What is being asked: Print the stretch of the Suffolk fuel-shortage report from "The Esso garage" through "expect delays today.", copied word for word.

Page excerpt:
BEGIN

Petrol stations in Lowestoft, Sudbury and Stowmarket out of fuel as people panic-buy
Petrol stations in Suffolk have run out of fuel, amid fears that people are panic-buying.
Staff at Lowestoft's Tesco station, in Beccles Road, have put up a sign this morning warning drivers that there is no fuel available.
The sign reads: "Sorry, no fuel. Store open as usual. Sorry for the inconvenience."
Residents in Sudbury have also taken to social media after they struggled to find petrol anywhere in the town.
The town's Esso and Tesco are said to be completely out of fuel and traffic is said to be at a gridlock with drivers travelling to try other stations.
Many have said they are unable to go to work or take their children to school due to the shortages.
Staff at Tesco in Newmarket are turning away drivers needing diesel, after supplies have also dried up.
The Esso garage on Poplar Hill, Stowmarket, has been closed after it too ran out of fuel.
Queues are also building up at Asda's 24-hour petrol station in Western Way, Bury St Edmunds.
And shoppers have reported 'bumper to bumper queues' at Sainsbury's petrol stations in Ipswich.
Meanwhile, Stagecoach East warned anyone using a bus service that runs near a forecourt to expect delays today.
Transport minister Grant Shapps moved to dissuade drivers from panic-buying.
“The advice would be to carry on as normal, and that is what BP is saying as well,” he told Sky News.
And he sought to play down the extent of the problem.
He said: “As of last night, five petrol stations on the BP network out of 12 or 13 hundred were affected.
“I’m meeting this morning with Tesco and I’m sure they’ll give me the update for themselves.

END

Given information:
BEGIN

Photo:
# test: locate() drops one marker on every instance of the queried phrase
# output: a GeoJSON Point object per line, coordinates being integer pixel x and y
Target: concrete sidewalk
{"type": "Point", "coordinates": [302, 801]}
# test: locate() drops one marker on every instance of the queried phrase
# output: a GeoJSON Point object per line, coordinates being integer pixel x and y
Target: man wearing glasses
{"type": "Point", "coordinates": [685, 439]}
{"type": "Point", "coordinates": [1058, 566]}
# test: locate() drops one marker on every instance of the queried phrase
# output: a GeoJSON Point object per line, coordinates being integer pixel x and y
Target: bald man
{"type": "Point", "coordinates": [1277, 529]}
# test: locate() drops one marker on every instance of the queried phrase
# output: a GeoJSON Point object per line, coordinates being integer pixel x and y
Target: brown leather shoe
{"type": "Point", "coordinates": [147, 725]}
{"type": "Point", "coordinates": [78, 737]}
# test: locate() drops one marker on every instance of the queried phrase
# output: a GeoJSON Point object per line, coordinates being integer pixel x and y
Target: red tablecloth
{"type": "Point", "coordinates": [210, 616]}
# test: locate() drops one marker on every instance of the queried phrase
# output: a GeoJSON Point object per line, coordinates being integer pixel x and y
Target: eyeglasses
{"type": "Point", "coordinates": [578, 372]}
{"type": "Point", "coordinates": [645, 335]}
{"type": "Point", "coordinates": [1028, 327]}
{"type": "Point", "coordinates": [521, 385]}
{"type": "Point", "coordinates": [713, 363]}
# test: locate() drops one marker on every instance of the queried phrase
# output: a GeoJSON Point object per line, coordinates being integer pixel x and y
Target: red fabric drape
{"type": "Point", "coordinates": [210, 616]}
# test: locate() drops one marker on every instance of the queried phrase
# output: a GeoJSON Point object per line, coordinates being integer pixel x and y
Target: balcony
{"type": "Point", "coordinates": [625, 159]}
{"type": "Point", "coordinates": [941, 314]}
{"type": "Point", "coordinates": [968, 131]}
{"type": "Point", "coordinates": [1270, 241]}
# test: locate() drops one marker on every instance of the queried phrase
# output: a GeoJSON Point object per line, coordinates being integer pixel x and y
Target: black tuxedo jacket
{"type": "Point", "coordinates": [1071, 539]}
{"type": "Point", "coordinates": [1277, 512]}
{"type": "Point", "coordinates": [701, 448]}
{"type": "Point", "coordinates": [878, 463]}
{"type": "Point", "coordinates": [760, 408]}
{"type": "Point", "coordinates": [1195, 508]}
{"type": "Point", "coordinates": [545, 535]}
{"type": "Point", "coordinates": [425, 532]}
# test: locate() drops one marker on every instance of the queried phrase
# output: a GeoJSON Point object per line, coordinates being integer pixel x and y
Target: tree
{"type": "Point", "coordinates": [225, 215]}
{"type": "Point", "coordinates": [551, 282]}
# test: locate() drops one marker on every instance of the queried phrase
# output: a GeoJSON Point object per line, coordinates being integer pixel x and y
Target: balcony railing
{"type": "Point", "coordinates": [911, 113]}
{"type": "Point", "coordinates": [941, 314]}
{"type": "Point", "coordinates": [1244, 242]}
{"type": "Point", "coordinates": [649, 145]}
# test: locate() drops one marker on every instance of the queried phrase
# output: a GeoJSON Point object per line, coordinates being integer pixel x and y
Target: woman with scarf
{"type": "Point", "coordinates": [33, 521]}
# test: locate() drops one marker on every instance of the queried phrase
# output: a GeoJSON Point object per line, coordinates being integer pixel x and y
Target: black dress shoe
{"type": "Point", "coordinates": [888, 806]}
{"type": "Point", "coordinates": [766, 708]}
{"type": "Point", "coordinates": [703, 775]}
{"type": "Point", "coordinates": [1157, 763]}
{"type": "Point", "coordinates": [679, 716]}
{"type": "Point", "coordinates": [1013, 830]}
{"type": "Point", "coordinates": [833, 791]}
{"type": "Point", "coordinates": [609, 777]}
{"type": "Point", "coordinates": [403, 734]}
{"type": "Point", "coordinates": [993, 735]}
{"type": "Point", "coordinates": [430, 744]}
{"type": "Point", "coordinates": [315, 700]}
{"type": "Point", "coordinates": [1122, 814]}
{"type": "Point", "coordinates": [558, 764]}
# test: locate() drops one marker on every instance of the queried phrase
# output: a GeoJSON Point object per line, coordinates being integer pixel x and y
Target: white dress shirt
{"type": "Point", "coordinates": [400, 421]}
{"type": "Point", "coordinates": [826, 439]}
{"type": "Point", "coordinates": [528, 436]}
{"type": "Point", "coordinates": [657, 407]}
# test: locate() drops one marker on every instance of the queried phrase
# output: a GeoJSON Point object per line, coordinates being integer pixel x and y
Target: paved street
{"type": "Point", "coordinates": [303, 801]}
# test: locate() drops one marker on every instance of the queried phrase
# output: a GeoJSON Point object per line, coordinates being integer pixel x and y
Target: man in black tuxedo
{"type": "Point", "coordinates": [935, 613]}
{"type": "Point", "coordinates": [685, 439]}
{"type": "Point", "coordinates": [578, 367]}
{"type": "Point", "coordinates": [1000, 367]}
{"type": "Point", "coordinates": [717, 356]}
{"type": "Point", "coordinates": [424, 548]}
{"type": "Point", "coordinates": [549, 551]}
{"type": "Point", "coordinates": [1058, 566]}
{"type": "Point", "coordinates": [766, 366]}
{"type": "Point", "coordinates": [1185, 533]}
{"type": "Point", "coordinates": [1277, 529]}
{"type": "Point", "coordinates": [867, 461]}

END
BEGIN

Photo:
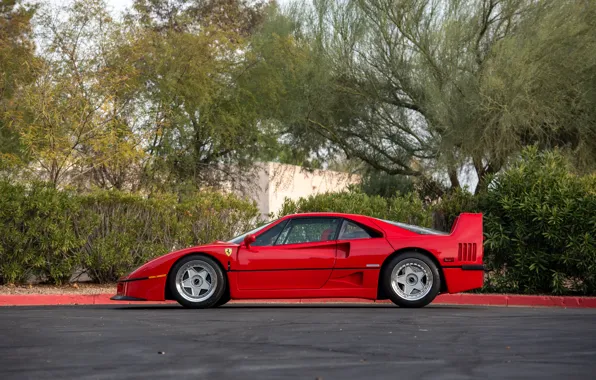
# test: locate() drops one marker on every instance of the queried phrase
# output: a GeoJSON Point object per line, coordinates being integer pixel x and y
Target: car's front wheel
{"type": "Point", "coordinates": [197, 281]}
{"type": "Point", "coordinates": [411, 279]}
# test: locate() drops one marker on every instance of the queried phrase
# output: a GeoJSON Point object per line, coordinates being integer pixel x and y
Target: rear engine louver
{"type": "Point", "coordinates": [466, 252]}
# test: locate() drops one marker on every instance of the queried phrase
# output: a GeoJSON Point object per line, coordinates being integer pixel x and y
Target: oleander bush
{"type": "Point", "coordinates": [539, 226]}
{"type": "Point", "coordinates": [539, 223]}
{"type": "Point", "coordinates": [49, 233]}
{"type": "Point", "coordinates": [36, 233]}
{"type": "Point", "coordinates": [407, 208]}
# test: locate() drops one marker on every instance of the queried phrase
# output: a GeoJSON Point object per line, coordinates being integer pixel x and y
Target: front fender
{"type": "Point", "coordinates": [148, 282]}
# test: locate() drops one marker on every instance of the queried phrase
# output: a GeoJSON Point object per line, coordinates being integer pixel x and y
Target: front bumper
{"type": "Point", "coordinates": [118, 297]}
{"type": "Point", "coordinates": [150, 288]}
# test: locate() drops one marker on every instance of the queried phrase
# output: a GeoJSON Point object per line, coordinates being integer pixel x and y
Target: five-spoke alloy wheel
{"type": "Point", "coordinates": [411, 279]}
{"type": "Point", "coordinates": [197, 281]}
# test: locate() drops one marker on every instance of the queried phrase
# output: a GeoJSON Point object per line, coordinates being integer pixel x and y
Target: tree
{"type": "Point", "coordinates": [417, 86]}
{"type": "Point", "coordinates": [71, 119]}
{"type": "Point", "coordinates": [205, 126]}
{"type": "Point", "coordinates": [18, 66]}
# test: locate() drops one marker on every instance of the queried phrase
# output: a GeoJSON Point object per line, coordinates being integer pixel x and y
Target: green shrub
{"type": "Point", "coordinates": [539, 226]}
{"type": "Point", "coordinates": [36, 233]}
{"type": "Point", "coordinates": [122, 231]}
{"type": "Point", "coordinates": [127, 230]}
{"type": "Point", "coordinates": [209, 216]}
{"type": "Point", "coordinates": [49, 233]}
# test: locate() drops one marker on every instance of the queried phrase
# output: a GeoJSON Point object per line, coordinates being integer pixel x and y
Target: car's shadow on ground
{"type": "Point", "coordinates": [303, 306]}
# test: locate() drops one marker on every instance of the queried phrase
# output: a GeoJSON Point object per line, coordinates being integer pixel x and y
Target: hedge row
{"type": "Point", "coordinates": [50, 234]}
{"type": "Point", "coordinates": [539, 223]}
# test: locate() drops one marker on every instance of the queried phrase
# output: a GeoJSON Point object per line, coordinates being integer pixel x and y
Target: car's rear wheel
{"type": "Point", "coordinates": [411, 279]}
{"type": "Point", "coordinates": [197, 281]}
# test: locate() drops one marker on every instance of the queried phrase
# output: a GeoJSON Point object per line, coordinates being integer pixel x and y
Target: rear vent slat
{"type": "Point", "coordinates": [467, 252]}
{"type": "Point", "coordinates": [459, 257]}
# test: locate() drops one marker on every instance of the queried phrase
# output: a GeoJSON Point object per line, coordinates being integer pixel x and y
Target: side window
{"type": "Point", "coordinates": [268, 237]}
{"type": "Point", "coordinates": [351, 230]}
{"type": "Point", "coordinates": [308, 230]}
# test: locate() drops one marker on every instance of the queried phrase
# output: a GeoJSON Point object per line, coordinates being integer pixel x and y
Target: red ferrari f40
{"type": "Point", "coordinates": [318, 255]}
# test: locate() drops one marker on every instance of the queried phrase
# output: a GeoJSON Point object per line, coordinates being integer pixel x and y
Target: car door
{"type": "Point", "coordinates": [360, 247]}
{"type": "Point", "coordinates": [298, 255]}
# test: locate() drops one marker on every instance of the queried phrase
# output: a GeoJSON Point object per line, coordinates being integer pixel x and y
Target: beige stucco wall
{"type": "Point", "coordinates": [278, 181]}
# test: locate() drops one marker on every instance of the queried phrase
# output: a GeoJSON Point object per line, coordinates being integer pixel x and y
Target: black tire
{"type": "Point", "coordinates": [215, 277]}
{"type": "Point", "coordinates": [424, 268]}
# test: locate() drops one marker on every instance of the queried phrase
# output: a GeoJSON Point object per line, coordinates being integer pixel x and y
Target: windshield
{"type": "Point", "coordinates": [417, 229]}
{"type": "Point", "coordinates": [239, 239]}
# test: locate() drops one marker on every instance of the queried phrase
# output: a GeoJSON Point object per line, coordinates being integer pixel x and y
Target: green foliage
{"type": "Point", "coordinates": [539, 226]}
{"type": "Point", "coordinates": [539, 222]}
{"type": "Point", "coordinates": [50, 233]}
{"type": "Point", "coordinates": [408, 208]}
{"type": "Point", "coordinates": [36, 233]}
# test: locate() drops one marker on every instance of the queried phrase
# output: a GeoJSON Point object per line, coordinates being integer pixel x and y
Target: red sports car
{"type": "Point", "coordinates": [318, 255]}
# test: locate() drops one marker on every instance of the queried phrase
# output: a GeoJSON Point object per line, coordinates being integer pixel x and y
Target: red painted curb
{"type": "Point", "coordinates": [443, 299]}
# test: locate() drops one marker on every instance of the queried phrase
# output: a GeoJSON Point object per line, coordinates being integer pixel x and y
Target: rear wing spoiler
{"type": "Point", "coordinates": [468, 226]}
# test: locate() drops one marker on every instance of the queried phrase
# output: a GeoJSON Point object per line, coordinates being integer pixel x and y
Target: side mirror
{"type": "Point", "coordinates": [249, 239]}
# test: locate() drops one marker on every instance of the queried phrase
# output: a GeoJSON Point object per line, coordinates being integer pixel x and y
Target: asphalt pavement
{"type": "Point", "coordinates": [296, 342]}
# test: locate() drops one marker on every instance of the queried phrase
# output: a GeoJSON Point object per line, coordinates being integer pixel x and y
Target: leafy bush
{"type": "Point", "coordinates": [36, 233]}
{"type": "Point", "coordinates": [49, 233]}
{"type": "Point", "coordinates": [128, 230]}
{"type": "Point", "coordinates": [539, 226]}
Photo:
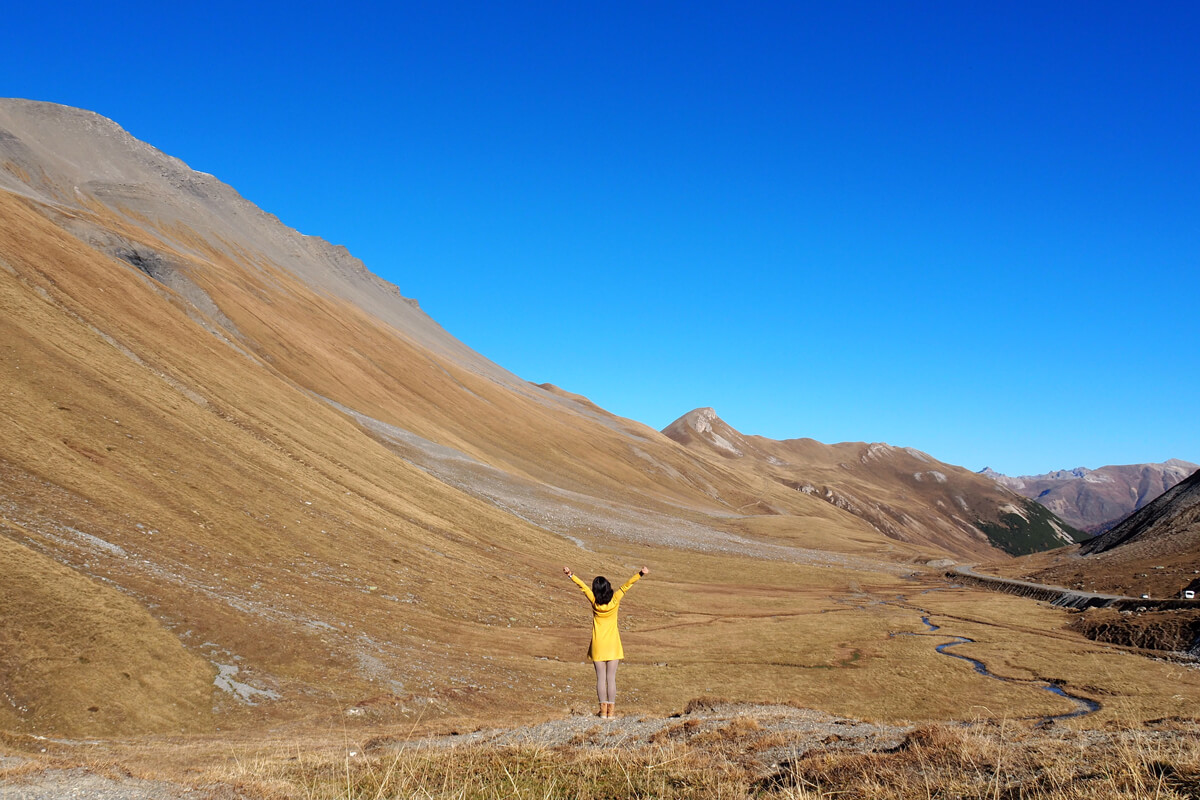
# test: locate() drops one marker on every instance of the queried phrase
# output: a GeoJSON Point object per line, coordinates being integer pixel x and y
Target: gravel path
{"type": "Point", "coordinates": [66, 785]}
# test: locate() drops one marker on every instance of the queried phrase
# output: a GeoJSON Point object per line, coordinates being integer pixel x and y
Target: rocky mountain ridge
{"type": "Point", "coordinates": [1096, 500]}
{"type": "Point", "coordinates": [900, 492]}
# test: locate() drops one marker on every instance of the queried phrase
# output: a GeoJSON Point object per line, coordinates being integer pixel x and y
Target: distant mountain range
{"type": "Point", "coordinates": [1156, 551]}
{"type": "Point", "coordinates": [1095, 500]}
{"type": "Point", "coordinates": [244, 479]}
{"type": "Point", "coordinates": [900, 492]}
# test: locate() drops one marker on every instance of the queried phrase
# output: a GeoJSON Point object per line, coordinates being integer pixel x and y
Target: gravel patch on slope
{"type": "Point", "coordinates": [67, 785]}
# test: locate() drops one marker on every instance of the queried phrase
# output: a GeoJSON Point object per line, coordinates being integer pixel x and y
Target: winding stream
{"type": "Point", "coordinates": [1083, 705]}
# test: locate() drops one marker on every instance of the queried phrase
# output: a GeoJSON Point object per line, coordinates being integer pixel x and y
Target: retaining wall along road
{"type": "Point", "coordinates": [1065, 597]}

END

Result below:
The Esso garage on Poplar Hill, Stowmarket, has been closed after it too ran out of fuel.
Queues are also building up at Asda's 24-hour petrol station in Western Way, Bury St Edmunds.
And shoppers have reported 'bumper to bumper queues' at Sainsbury's petrol stations in Ipswich.
Meanwhile, Stagecoach East warned anyone using a bus service that runs near a forecourt to expect delays today.